▶ EXTRACTED ENTRIES:
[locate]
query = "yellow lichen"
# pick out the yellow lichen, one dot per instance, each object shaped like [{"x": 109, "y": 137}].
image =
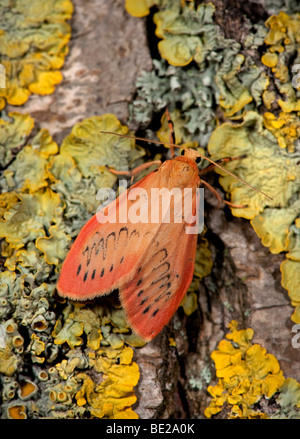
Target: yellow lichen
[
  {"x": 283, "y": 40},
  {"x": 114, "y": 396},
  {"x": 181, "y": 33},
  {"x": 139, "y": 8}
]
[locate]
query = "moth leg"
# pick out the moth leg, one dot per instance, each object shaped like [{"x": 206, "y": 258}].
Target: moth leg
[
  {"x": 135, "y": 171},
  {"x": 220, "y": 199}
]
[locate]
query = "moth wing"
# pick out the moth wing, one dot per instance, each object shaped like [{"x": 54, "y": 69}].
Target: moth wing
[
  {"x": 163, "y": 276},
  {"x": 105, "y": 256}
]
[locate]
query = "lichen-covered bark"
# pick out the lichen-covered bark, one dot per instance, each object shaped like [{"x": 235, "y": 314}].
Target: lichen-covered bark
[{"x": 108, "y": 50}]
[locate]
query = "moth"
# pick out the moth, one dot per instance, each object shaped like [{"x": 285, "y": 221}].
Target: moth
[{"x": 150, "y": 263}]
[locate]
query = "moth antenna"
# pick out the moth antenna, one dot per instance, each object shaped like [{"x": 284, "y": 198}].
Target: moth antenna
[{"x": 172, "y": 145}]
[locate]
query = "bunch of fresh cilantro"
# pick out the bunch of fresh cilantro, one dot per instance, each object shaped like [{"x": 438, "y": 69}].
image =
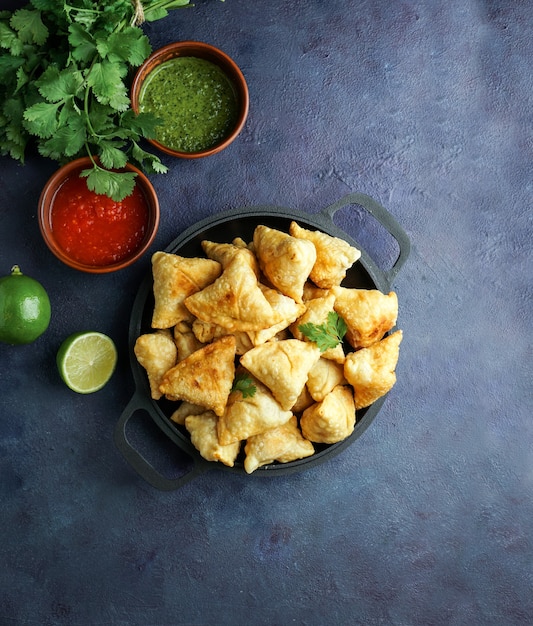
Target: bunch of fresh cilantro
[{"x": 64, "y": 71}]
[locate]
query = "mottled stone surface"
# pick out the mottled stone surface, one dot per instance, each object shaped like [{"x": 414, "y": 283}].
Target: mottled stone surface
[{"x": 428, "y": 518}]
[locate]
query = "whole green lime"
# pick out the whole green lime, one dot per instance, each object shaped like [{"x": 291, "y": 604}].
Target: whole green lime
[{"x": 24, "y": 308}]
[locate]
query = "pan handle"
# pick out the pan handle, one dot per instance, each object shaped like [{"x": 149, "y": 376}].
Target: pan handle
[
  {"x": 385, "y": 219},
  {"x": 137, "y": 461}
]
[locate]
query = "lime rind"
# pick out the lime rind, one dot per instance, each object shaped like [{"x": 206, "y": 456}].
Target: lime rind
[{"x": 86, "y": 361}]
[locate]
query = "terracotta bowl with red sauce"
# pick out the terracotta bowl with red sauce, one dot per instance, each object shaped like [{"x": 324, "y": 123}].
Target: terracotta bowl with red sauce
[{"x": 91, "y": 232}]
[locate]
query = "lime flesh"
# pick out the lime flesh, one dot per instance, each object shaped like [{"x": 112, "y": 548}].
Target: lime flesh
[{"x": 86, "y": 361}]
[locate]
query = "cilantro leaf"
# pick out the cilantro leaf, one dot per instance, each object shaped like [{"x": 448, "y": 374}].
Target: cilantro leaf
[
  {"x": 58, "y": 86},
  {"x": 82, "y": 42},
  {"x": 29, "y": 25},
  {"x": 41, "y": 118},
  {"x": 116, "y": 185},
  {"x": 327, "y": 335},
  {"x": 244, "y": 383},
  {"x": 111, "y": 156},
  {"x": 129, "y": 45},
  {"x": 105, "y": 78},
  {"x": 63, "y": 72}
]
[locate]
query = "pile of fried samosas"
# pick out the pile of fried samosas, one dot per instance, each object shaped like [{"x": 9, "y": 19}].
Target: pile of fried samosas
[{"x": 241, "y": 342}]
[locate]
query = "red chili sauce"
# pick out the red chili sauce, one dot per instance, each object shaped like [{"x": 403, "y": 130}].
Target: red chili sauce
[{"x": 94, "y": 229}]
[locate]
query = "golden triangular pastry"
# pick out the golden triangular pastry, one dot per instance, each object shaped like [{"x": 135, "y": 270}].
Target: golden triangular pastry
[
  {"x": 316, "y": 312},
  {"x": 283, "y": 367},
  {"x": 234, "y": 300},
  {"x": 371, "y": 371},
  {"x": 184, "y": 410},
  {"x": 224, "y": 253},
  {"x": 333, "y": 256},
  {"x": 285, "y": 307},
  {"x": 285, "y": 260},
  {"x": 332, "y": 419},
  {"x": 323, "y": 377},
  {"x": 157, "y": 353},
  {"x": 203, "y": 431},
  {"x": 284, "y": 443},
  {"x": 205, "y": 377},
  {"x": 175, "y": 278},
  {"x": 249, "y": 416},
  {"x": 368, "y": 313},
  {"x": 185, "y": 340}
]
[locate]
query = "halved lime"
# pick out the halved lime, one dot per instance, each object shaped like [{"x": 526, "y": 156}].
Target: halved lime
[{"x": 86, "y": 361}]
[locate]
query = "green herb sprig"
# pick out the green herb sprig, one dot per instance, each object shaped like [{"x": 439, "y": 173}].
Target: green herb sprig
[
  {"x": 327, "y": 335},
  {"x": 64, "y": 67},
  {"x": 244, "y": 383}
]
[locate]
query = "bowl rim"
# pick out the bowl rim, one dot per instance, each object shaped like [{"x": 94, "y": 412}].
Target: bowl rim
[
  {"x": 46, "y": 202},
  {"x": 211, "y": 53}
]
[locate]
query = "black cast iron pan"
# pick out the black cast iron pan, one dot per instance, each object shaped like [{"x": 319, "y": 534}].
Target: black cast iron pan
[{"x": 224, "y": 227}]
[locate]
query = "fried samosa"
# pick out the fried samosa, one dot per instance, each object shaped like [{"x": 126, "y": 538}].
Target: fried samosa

▶ ABOUT THIS EXERCISE:
Starting with the line that has "# pick out the moth antenna, one" and ending with the line that has "# pick out the mottled", repeat the lines above exactly, omitting every picture.

▶ FINAL ANSWER:
# pick out the moth antenna, one dot per instance, each object shaped like [{"x": 284, "y": 198}].
Target: moth antenna
[{"x": 172, "y": 145}]
[locate]
query = "bunch of fresh cilantro"
# pick out the bunch of fresh cilantro, one dot per instance, each object shaped like [{"x": 438, "y": 69}].
image =
Target: bunch of fresh cilantro
[{"x": 64, "y": 71}]
[locate]
query = "mottled stone surface"
# pick out the mottled stone surface, one dot per instance, each object shaped like [{"x": 414, "y": 283}].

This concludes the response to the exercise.